#### [WORK TASK]
Write the next few paragraphs of the blog post about a new centrist party, picking up after its final sentence.

#### [READING PASSAGE]
Content starts

Whilst I was writing yesterday’s quick post on the demise of the nation state, as envisaged by The Guardian, the major story of the day hit which was that £50mil has apparently been funnelled into the creation of a new centrist party in the UK…
The suggestion was largely ridiculed along the same lines it usually is. It’s a suggestion that has come up very frequently over the last few years, particularly since Jeremy Corbyn took over the Labour leadership.
With a political landscape defined by polarisation, a cavern has opened up before us where a party of true centrists can sweep into power and save us from ourselves.
Tony Blair said it first, I think, longing for a return to the heyday of New Labour and later the Liberal Democrats believed that their time had finally come (again — and this time they wouldn’t fuck it up, they promise!)
Both failed to recognise that they were largely to blame for centrism’s disrepute, alongside the general principles in the first place being incredibly dumb. Centrism now seems to be synonymous with the denial of just about every political development of the last five years. But maybe not all of them…
This morning, I came across a brilliant satirical post by Richard Seymour that offers us a horrifying vision of what might happen if these centrist and fragmentational tendencies continue to proliferate despite each other.
For a fractal centre! For the diversity of the shopping centre! Let a thousand nearly identical flowers bloom! One, two, three, many new centrist parties!
This is a dystopian sci-fi novel I would read and this is part of the reason why any recognition of our present moment demands far more political imagination than is currently being offered to us by establishment politics, economics and the media.
Ed’s latest post, “(Anti)Markets“, expands on this brilliantly, describing the internal engine of a paradox like Seymour’s.

Content ends

#### [Point localization data]
Content starts

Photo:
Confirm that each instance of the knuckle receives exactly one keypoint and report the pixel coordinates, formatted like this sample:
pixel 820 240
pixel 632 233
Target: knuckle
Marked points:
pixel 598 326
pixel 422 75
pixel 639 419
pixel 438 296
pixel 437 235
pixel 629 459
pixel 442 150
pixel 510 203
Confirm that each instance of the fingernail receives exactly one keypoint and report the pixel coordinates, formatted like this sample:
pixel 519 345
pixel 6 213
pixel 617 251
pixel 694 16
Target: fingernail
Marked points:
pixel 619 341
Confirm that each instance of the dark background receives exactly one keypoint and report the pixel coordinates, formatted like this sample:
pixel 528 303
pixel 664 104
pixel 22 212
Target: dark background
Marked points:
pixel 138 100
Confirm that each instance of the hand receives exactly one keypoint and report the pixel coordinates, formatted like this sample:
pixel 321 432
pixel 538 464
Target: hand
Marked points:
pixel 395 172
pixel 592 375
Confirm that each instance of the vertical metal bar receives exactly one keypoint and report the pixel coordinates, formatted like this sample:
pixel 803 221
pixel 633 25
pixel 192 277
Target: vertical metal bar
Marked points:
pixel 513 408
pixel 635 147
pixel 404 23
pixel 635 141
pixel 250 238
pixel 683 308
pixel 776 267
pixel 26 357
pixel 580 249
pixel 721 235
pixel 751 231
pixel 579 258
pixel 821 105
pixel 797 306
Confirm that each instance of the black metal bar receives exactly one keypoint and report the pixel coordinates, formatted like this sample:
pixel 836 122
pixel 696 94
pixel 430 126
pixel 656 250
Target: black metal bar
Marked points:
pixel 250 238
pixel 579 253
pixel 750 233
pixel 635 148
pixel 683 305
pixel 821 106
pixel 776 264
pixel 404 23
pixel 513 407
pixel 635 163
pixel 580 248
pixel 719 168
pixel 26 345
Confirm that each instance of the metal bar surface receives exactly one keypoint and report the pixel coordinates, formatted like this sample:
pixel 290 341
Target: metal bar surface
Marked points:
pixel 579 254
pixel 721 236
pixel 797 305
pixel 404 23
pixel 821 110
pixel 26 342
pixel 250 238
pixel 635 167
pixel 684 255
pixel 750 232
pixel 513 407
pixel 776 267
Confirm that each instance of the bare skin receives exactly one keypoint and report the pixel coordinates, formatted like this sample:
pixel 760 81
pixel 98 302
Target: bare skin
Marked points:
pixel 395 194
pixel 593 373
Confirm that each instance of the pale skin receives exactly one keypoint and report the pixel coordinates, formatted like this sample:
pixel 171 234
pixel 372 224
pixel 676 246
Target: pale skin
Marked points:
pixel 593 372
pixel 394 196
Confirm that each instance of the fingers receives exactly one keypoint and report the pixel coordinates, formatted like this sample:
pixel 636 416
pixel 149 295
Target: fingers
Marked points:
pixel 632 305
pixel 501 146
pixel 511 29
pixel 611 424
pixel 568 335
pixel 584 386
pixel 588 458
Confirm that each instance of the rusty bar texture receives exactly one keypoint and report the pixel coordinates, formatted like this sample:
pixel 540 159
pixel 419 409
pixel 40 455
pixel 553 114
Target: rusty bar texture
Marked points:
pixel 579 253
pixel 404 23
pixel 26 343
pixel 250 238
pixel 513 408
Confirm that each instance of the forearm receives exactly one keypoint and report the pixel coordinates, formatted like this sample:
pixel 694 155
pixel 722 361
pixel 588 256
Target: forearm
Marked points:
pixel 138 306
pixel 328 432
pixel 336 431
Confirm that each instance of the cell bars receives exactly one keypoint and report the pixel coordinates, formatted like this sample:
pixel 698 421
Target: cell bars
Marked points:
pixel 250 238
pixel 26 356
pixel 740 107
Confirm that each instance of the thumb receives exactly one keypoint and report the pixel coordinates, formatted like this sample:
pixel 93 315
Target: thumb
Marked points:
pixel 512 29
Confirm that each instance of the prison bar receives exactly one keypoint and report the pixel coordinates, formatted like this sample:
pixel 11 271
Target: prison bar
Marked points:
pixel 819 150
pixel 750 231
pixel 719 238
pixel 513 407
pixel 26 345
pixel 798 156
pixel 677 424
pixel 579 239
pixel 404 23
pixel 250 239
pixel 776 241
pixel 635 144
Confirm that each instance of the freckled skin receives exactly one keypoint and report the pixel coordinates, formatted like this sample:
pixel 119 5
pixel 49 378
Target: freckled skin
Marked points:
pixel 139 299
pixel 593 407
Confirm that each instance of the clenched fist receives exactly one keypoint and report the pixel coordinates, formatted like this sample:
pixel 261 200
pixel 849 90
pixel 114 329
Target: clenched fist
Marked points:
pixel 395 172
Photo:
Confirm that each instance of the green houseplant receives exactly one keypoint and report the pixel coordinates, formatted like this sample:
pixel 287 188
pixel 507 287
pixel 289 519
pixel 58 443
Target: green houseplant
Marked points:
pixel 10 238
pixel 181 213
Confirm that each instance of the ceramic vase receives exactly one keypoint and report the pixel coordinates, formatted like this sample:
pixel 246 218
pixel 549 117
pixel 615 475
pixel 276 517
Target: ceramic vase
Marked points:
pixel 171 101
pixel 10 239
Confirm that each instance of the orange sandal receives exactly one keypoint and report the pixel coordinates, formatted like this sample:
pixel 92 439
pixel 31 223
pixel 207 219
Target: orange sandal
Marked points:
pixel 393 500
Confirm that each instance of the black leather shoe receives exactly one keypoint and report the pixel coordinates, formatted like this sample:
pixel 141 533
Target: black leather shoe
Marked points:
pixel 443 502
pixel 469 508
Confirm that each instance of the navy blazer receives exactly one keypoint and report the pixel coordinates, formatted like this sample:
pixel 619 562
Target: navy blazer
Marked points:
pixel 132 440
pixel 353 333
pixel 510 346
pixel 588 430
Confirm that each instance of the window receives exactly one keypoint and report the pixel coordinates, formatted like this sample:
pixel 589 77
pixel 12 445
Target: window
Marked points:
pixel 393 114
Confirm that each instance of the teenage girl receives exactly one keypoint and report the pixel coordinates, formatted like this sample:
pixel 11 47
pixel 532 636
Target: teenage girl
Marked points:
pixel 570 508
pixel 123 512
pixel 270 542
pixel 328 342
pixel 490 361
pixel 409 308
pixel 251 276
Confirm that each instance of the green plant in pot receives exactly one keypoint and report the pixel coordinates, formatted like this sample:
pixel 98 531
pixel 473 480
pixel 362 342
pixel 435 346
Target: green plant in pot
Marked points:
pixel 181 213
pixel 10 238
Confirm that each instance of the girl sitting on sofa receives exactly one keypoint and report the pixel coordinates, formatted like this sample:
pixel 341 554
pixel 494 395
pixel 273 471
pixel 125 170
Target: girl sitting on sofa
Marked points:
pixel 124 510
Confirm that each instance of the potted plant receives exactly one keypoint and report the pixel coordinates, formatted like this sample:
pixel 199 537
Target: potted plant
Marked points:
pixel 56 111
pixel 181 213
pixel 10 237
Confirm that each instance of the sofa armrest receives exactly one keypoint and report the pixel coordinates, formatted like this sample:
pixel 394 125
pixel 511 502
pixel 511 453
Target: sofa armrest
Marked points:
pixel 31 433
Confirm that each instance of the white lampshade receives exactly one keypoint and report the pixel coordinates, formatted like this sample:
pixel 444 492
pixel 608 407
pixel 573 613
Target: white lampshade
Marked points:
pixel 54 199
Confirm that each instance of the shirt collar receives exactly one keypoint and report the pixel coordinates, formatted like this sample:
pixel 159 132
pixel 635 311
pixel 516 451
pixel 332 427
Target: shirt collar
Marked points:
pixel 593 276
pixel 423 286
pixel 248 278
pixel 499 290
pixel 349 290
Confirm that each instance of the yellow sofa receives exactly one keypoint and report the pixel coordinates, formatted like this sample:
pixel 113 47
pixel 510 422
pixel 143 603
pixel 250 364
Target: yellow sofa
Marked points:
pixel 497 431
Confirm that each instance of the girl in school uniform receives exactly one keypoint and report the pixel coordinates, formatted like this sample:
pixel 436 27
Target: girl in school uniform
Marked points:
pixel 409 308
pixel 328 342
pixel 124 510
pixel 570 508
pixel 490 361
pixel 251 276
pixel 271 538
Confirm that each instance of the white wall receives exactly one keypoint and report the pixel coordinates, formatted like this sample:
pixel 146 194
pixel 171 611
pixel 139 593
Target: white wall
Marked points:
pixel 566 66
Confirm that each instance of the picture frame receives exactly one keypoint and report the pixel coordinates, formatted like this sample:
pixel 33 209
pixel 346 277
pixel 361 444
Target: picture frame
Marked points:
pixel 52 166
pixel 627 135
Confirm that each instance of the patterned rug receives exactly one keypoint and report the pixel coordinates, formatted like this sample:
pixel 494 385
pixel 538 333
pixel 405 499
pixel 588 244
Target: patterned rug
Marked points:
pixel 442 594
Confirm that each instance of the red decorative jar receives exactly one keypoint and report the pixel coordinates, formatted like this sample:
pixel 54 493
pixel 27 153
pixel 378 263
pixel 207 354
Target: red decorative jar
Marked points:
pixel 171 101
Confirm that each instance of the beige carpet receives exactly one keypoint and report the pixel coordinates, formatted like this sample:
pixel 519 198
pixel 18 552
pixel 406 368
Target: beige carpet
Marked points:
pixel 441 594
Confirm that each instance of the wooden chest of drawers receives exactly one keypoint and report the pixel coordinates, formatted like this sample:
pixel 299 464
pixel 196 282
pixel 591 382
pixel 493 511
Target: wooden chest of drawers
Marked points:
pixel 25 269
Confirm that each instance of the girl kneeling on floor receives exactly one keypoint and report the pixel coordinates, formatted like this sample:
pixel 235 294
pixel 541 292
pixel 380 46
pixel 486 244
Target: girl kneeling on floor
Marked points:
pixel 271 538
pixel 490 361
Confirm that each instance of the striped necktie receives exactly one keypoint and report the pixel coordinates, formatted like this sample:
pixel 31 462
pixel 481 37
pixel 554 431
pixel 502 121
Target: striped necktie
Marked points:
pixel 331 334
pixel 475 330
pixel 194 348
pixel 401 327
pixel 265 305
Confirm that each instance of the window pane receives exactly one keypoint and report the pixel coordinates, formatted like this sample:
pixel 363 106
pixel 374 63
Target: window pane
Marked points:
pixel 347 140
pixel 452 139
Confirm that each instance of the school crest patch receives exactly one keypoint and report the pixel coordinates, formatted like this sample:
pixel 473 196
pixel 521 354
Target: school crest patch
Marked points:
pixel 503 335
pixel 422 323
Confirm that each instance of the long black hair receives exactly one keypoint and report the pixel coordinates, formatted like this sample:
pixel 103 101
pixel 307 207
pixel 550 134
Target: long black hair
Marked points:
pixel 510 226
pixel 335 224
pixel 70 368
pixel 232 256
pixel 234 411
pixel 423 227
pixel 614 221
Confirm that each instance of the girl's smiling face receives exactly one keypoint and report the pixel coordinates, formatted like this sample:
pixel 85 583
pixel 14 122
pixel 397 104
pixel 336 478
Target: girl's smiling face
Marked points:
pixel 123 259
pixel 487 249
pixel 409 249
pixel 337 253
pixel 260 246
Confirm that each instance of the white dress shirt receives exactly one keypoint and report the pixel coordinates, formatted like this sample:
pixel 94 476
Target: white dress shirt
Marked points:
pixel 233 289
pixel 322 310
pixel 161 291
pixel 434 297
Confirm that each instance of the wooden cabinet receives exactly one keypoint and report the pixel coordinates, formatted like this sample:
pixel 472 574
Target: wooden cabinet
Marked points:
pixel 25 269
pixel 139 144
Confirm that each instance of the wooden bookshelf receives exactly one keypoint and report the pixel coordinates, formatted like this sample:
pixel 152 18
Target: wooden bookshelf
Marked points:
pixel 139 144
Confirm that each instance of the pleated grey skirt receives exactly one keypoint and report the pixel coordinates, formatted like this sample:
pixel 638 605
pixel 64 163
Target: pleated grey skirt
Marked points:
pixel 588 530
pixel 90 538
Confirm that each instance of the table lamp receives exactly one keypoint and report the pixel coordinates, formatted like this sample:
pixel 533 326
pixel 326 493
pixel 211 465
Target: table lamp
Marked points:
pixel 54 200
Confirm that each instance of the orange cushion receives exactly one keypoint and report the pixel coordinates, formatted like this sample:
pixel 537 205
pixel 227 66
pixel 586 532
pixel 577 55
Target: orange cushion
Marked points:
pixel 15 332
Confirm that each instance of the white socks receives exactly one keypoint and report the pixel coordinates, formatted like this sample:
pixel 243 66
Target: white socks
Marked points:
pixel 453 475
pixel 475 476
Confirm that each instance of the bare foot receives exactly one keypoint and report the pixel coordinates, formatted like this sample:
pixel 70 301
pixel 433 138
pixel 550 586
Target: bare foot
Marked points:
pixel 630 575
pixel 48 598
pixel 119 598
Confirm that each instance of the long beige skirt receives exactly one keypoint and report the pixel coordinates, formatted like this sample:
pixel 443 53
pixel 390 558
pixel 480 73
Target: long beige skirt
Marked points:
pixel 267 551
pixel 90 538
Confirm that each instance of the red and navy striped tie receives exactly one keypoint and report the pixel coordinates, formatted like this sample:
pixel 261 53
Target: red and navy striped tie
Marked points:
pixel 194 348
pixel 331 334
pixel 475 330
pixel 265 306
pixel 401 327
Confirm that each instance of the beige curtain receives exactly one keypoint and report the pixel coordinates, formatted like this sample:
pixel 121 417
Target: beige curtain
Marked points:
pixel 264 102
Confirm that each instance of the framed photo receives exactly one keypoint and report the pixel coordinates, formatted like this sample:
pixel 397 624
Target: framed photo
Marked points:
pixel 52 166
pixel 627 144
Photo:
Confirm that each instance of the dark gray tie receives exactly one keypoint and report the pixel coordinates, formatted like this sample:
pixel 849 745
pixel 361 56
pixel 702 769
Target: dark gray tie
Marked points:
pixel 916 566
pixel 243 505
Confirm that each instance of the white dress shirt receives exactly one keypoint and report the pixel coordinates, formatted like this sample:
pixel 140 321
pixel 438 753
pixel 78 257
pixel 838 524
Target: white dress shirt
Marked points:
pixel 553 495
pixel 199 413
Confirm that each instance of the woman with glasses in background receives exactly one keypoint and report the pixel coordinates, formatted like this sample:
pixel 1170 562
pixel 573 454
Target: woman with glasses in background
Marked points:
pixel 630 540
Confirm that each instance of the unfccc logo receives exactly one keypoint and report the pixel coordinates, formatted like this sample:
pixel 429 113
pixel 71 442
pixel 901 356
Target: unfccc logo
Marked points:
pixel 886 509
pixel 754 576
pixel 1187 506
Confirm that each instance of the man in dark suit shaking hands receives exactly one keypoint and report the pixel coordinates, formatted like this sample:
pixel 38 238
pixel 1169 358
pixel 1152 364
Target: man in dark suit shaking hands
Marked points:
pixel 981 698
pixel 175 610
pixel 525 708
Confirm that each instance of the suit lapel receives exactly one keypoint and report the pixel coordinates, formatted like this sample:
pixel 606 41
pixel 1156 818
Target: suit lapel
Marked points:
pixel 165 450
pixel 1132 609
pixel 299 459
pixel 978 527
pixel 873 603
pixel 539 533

Content ends

#### [EXERCISE ANSWER]
Perhaps the best way to look at the global system that is now in crisis is by returning to Deleuze and Guattari’s analysis of shifting modes of social organization around the mechanisms of warding off the forces that would undo them. […] The capitalist state finds itself in a paradoxical situation: it is founded atop capital’s flows, but it still must ward off their ultimate – and inevitable – trajectory, that is, the acceleration into absolute deterritorialization.
Seymour’s horrifically banal vision is a wonderful case in point. Patchwork is no less at risk of capture than any other idea, product, people, etc.
To continue to tease and break apart my promised “Patchwork 101” post, this is a large part of my problem with Moldbug’s insistence on framing patchwork in terms of corporate business models. Sovcorps are an interesting idea and worthy of consideration if only because they’re frighteningly easy to imagine but we do not have to remain wedded to this business analogy forever — even Moldbug himself adapts it to fit his own preferences, referring to it as “a modified version of monarchy.”
A royal family is to an ordinary family business as a Patchwork realm is to an ordinary, non sovereign, public corporation. Joint-stock realms thus solve the primary historical problem of monarchical government: the vagaries of the biological process.
But if this business model is so adaptable to Moldbug’s preferences, why speak in terms of business at all? Moldbug makes clear that there has been no precedent for anything quite like a sovereign joint-stock company in world history. His various analogies all seem like near-fits.
It is only in this way, in terms of aiding our imaginations, that the business analogy is helpful. It allows us to describe processes of state dissolution in ways that are both familiar and entirely other to the current status quo. I have said previously that I believe patchwork to be an “eerie politic” in this way, invoking Fisher’s “eerie”, but in Moldbug’s specific imagining it is also perhaps like another concept of Mark’s taken to an extreme.
Mark says that “Business Ontology” is
the idea that everything is folded inside a business reality system, that the only goals and purposes which count are those that are translatable into business terms. The problem is that Business Ontology has no place for anything like ‘the public’. It’s time to reinvent the concept of the public and also for workers in public services to start to drive out business interests and business methods. Up until the credit crisis, we bought the idea that business people somehow have a better handle on reality than the rest of us can muster. But, after the credit crisis, that’s no longer tenable. And as I say in [Capitalist Realism], if businesses can’t be run as businesses, why should public services?
In a twisted sort of way, these are the potentials that are already inherent to Moldbug’s theory itself. Patchwork in this way completely transforms our conception of “the public” — albeit negatively by most leftist standards but it nevertheless provides an exit / egress from that which is.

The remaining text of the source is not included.